The problem:
Please reproduce word for word the lines running from the one containing "Keypoint guideline: for each instance of the man with short" through the final line below, including both.
** BEGIN **
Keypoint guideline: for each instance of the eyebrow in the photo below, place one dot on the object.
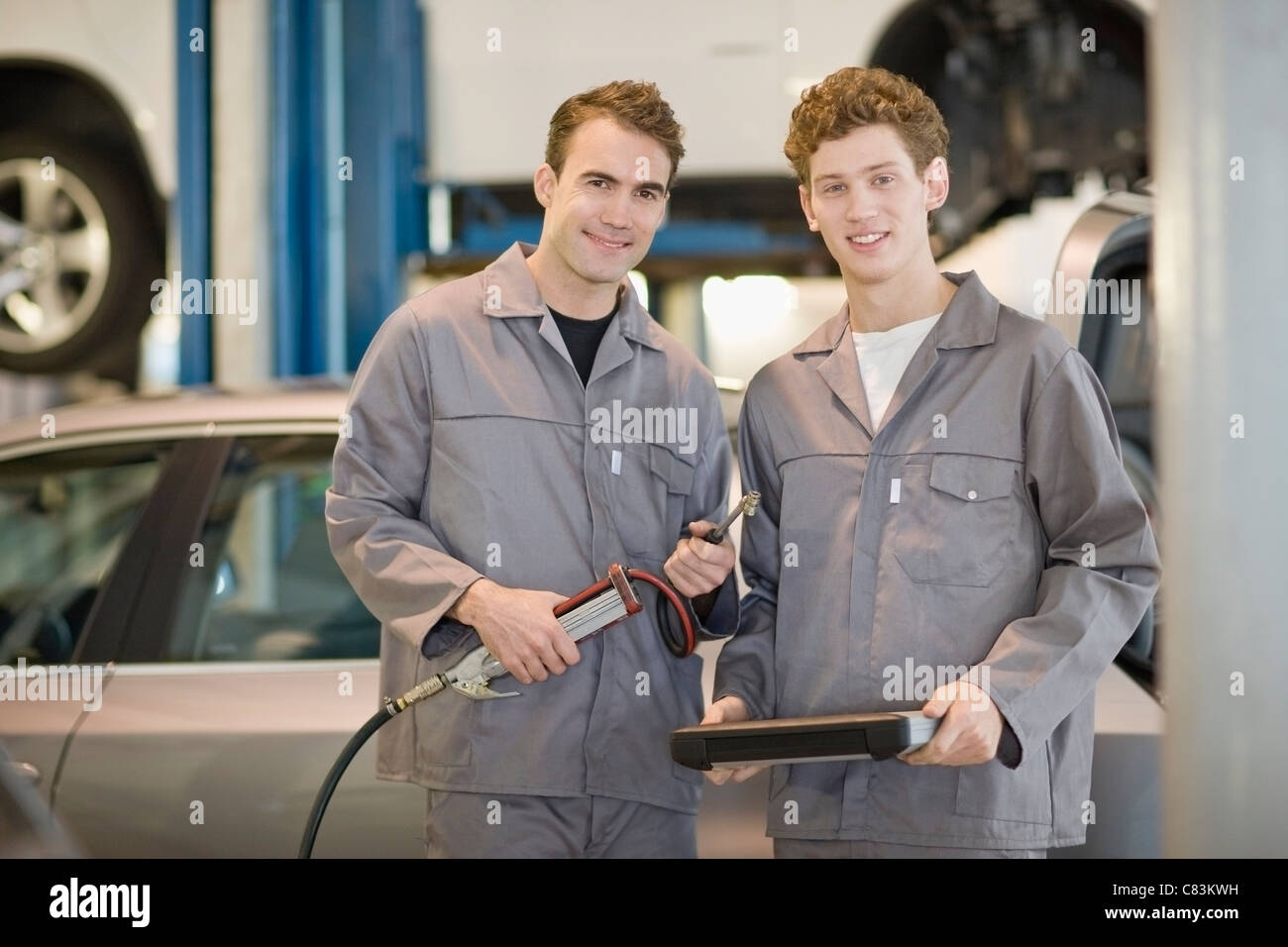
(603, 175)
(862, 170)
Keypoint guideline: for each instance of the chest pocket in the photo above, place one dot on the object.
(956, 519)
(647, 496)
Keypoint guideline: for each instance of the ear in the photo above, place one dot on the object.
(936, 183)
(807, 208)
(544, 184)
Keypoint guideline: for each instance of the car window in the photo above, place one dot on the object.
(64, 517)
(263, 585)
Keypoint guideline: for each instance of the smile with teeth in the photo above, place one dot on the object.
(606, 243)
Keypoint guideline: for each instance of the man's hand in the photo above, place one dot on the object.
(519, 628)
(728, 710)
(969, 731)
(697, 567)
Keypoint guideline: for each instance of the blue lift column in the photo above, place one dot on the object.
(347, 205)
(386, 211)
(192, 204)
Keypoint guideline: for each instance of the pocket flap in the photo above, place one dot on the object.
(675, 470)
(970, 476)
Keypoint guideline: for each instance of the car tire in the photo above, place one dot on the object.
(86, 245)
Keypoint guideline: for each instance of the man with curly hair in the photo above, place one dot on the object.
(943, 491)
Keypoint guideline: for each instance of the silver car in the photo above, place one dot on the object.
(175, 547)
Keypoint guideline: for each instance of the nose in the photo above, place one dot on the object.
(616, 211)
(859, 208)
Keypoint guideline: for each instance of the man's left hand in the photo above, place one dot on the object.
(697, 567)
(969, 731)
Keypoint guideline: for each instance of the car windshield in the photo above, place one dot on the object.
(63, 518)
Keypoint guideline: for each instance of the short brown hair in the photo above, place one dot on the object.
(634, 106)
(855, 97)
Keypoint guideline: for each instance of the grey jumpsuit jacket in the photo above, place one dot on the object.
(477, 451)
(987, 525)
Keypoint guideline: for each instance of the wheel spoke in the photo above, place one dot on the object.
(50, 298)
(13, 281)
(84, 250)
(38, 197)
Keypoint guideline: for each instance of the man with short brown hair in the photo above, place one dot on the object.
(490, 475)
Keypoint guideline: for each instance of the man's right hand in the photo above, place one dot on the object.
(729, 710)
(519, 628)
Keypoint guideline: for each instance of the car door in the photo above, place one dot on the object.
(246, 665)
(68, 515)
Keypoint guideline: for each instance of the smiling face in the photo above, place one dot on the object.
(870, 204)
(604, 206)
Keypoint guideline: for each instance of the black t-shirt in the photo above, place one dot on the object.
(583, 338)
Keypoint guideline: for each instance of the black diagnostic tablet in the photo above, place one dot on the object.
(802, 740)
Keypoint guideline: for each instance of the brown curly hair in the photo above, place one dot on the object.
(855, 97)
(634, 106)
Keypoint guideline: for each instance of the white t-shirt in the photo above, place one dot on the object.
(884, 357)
** END **
Written answer:
Keypoint guideline: for each instance of the man with short brown hair in the photo above, place one dot on the object.
(490, 475)
Keypoint guideline: for each instance of the man's right hand in the photo above, place one dot on the object.
(729, 710)
(519, 628)
Keypoint guideline: for each instance of the car door in the photo above, place one dot on the object.
(246, 665)
(68, 515)
Keypoint guideline: for each instance of the smiling face in the photo above, place one dot on the object.
(870, 204)
(604, 206)
Keypoint guideline: for each instance of the black t-shirt in the photo above, place one dot on the object.
(583, 338)
Keypoint guideline: for each instance of the black diagnostic tablet in the photo above, place one dot on the object.
(802, 740)
Keypoint guideline: for each instance of the brown curly hair in the photo above, place one dot on the object.
(855, 97)
(634, 106)
Keypoint guideline: for each instance of the white t-shirt in the photo above, place one dot on the object.
(884, 357)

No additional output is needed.